Rows from a dataset

--

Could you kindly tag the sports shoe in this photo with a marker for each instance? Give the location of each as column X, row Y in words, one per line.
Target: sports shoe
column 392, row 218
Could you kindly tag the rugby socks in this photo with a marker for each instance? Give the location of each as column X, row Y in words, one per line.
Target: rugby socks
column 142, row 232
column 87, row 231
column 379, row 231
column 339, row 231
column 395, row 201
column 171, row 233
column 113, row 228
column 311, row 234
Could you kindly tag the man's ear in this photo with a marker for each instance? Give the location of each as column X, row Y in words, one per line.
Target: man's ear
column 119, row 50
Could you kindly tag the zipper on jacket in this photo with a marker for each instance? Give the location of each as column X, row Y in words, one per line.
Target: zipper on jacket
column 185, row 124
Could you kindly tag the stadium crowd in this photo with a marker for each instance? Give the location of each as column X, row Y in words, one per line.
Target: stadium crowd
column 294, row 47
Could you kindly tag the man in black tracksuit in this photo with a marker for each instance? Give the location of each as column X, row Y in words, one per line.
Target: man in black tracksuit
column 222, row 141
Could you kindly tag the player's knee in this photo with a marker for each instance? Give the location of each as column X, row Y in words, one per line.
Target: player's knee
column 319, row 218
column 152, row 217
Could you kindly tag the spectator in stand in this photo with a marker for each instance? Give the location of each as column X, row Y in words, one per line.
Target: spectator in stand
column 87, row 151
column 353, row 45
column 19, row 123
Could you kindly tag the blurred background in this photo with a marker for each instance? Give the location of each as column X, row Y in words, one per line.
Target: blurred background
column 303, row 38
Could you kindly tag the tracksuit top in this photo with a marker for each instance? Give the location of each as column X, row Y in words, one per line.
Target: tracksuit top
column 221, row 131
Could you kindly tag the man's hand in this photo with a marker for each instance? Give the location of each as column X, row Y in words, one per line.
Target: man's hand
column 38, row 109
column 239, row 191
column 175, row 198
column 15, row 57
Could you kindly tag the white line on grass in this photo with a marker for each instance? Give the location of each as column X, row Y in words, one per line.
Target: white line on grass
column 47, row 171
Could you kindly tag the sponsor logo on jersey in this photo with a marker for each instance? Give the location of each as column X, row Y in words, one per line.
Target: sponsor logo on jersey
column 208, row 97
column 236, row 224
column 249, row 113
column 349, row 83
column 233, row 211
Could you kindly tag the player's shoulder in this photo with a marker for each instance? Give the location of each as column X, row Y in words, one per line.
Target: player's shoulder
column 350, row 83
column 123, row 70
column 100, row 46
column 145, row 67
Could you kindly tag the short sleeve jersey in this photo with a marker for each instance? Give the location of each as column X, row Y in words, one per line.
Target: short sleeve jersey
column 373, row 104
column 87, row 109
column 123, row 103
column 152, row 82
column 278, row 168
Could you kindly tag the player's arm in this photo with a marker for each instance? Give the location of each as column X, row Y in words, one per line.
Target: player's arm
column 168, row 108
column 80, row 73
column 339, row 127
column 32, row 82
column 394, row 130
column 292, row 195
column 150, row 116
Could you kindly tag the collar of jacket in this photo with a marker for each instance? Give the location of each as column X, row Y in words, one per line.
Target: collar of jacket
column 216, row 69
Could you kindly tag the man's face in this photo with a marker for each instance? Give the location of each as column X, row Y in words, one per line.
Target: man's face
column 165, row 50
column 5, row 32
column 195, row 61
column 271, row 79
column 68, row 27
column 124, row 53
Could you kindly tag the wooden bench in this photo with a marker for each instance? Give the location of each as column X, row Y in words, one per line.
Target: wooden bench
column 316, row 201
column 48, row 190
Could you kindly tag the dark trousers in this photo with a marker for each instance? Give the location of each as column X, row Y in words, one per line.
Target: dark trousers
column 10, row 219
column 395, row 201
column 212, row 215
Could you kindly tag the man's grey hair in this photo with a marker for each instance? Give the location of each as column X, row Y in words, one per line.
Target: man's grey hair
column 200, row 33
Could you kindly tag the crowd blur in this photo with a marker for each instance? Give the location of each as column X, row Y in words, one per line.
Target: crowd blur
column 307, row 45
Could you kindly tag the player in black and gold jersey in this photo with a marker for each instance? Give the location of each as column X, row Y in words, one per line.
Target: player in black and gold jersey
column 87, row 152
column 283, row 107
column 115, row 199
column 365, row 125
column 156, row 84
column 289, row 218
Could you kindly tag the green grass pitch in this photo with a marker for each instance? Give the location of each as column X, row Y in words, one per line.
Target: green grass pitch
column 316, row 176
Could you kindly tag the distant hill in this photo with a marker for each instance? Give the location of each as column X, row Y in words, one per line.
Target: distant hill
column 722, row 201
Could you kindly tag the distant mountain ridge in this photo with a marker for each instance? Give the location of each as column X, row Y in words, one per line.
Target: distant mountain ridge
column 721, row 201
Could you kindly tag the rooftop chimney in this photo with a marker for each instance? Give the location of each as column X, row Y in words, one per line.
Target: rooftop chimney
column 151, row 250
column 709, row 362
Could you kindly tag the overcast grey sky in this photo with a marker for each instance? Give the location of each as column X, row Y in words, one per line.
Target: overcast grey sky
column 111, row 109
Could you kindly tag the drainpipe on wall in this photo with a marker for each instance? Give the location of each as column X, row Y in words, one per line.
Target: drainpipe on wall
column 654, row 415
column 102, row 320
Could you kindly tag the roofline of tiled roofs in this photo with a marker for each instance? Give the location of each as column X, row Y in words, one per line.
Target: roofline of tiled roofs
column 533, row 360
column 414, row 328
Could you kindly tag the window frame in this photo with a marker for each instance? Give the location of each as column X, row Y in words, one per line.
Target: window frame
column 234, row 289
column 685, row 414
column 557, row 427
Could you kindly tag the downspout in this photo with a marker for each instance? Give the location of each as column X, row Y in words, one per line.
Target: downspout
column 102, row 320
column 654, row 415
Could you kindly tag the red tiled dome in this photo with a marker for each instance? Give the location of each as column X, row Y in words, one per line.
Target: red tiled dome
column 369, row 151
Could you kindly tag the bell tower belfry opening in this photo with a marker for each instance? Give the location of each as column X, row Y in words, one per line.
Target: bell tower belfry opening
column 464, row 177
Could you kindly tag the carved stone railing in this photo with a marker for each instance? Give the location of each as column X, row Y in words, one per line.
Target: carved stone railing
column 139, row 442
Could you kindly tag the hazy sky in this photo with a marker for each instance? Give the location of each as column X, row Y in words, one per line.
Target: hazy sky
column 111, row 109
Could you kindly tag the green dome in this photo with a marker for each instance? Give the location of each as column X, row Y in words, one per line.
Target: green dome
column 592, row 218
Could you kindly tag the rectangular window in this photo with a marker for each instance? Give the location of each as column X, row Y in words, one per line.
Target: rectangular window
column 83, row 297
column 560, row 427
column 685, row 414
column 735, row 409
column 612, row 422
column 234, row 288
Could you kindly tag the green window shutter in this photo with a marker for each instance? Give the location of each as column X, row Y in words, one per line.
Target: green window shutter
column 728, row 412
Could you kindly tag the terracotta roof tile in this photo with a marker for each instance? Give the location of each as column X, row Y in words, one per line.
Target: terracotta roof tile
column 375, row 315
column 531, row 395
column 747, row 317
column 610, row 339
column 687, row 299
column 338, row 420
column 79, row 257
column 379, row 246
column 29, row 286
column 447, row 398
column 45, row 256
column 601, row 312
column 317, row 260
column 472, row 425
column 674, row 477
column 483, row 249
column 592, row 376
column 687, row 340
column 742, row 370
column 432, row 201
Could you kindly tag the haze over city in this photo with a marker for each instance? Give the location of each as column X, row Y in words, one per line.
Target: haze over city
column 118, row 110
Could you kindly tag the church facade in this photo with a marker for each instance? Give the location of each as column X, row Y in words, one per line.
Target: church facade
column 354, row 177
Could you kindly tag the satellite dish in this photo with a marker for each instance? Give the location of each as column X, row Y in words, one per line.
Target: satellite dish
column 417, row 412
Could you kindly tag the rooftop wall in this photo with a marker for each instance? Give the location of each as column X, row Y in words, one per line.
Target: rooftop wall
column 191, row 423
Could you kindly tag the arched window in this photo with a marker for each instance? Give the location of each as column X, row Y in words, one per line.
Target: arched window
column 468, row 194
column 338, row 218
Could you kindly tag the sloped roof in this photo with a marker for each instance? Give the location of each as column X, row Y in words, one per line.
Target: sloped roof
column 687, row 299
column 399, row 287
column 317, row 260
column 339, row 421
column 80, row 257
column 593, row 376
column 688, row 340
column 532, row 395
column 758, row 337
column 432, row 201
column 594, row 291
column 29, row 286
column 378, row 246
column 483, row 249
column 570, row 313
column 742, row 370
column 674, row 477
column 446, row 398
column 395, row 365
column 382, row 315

--

WHAT TO DO
From the line containing "Could you kindly tag the haze" through the closing line of the material above, return every line exactly and omit all others.

SOLUTION TO THIS EXERCISE
Could you kindly tag the haze over city in this photo with a marker for each instance? Give the location of each as column X, row Y in words, one per line.
Target: haze over city
column 118, row 110
Could you kindly tag the church facade in this photo with a marker for each instance? Give the location of each as column X, row Y in words, one per line.
Target: church facade
column 354, row 177
Could you kindly tag the satellite dish in this photo with a marker for each instance? Give the location of each as column X, row Y in words, one per line.
Target: satellite dish
column 417, row 412
Could you kindly tag the rooftop wall in this photo with a marker for each instance? Give the location of each as column X, row Y in words, one per line.
Target: rooftop wall
column 191, row 423
Could you kindly tag the arched window in this photo with a marker for each instance? Give the location of each as column X, row Y in words, one per line.
Target: arched window
column 468, row 194
column 338, row 218
Could you kindly tag the sloped roof in this photo with a marker for each instance? Give the location of each as column X, row Y in words, one per line.
Target: sloped roof
column 687, row 299
column 399, row 287
column 317, row 260
column 339, row 421
column 80, row 257
column 593, row 376
column 688, row 340
column 532, row 395
column 758, row 337
column 432, row 201
column 594, row 291
column 29, row 286
column 378, row 246
column 483, row 249
column 570, row 313
column 742, row 370
column 674, row 477
column 446, row 398
column 395, row 365
column 382, row 315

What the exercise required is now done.